*** Material for this task ***

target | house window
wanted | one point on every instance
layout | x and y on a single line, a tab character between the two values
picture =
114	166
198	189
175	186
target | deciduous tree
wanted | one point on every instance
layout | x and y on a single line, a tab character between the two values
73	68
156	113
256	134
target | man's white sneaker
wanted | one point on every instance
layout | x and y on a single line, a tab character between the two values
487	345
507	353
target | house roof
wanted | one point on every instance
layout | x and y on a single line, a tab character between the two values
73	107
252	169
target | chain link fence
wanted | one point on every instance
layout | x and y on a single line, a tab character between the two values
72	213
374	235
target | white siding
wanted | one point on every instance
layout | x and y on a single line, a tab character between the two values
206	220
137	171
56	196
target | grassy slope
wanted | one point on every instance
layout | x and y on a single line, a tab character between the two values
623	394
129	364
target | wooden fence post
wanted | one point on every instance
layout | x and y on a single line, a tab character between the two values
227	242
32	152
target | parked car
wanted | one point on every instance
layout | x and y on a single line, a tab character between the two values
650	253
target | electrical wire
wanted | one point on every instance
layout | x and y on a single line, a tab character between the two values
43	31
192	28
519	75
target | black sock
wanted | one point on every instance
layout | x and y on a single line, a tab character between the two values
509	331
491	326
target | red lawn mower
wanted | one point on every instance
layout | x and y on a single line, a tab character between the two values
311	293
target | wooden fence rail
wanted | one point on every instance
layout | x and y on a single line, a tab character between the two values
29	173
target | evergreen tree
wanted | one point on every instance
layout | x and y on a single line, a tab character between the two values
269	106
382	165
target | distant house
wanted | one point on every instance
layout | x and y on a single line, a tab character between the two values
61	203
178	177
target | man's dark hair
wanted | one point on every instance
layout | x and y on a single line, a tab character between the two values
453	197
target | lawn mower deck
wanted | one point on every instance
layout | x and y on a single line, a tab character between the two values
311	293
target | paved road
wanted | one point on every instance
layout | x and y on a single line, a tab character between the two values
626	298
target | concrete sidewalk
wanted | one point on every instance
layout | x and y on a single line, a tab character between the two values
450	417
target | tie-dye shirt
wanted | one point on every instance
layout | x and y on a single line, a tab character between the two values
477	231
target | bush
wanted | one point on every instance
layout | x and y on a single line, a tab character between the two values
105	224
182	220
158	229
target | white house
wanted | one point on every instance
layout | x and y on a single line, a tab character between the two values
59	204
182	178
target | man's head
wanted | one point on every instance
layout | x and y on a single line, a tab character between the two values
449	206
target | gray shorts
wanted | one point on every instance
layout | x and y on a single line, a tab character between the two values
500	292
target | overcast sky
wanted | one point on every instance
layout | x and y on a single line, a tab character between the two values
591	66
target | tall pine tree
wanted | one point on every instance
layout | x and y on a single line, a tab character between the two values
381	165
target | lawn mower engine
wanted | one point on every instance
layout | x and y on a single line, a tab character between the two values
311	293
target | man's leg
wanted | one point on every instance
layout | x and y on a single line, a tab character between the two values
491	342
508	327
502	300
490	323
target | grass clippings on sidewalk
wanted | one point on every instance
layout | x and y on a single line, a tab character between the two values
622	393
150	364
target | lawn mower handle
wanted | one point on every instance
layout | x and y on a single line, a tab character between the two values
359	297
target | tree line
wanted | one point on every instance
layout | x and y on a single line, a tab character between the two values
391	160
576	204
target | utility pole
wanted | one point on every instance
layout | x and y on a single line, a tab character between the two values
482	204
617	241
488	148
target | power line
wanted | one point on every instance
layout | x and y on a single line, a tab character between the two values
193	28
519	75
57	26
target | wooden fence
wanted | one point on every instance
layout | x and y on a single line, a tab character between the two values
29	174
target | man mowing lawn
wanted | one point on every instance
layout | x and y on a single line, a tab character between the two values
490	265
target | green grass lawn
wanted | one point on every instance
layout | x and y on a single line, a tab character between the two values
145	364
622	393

*** End of Material for this task ***

=== What is being asked ===
Give the data again in full, keeping every line as it was.

=== Answer space ===
target | house window
wanted | one point on every instance
layout | x and y on a single line, a tab character between the two values
picture =
114	166
198	189
175	186
target | deciduous tree
wanted | one point on every instance
layout | x and y on a single line, a tab character between the two values
73	68
156	113
256	134
target | man's white sneaker
wanted | one point on every instance
layout | x and y on a single line, a tab character between the two values
487	345
507	353
target | house roof
wanted | one point on every instance
layout | x and y on a single line, a tab character between the two values
73	107
252	169
target | chain link fence
wanted | one point on every instance
layout | x and y on a single line, a tab character between the two values
72	213
374	235
target | white siding
wanted | one point on every instance
layout | x and y on a single line, a tab character between the two values
206	220
137	171
56	196
target | grassy slope
wanted | one point on every instance
layout | x and y on a single line, a tab character between the two values
623	394
129	364
target | wooden fence post
wanted | one point on every instance
layout | x and y on a single line, a tab character between the two values
227	242
32	152
target | parked car
wanted | one point on every instance
layout | x and y on a single line, a tab character between the two values
650	253
target | electrical wire
wanted | one point on every instance
layout | x and y on a single line, a tab character between the two values
43	31
192	28
519	75
target | black sock
wanted | one point on every instance
layout | x and y on a single line, a tab character between the two values
509	331
491	326
target | red lawn mower
wanted | one point on every instance
layout | x and y on a single line, a tab character between the two values
311	293
target | wooden fence rail
wanted | one point on every instance
layout | x and y on a single line, a tab character between the two values
29	173
target | evergreen tree
wanted | one point on every instance
layout | x and y on a single line, a tab character between the two values
269	106
382	165
target | distant house
wanted | one point on every instance
layout | x and y on a single line, a tab character between the two values
61	203
178	177
target | man's dark hair
wanted | one point on every instance
layout | x and y on a single line, a tab character between the two values
453	197
target | lawn mower deck
wanted | one point on every instance
layout | x and y on a single line, a tab character between the two values
311	293
target | paved road
wanted | one point on every instance
layout | x and y on a single line, a tab character between the two values
626	298
target | concrete sidewalk
wanted | one point on every instance
layout | x and y on a single line, a tab character between the two values
450	417
target | tie-dye shirt
wanted | one point on every instance
layout | x and y on a single line, a tab character between the two values
477	231
target | bush
wanted | one point on every instance
layout | x and y on a single line, a tab character between the two values
105	224
182	220
158	229
target | white house
wanted | one point on every instance
layout | x and y on a single line, a tab character between the two values
59	204
182	178
target | man's head
wanted | one point on every instance
layout | x and y on a single line, a tab character between the two values
449	206
target | gray shorts
wanted | one point on every instance
layout | x and y on a single line, a tab character between the two values
500	292
target | overcast sky
wanted | one point on every instance
layout | x and y on a single line, a tab character between the two values
591	66
target | tall pine tree
wanted | one point on every instance
layout | x and y on a single line, a tab character between the two values
381	165
target | lawn mower engine
wanted | one point on every instance
layout | x and y on a single line, a tab character between the two values
311	293
target | man's leg
wanted | one point on every instance
layout | x and y on a single line, a tab character between the two values
491	342
508	327
502	300
490	323
target | grass clippings on sidewalk
wanted | one point on every instance
layout | x and y on a single line, a tab character between the two values
622	393
150	364
target | lawn mower handle
wanted | one point on every instance
layout | x and y on a single line, a tab character between the two values
359	297
target | tree line
wanted | one point on every instance
layout | x and y on a single line, a tab character between the two values
391	160
576	204
target | utility pole
wanted | one point on every instance
layout | x and y on a single line, a tab character between the two values
482	204
617	241
488	148
target | power line
wanted | one point on every instance
layout | x and y on a single line, a tab character between the two values
193	28
519	75
57	26
target | wooden fence
wanted | one point on every instance
layout | x and y on a single line, a tab character between the two values
29	174
target | man mowing lawn
wanted | one point on every instance
layout | x and y on a single line, a tab character between the two values
490	265
target | green grass lawn
wanted | one point on every instance
layout | x and y on a single line, a tab character between the two values
145	364
622	393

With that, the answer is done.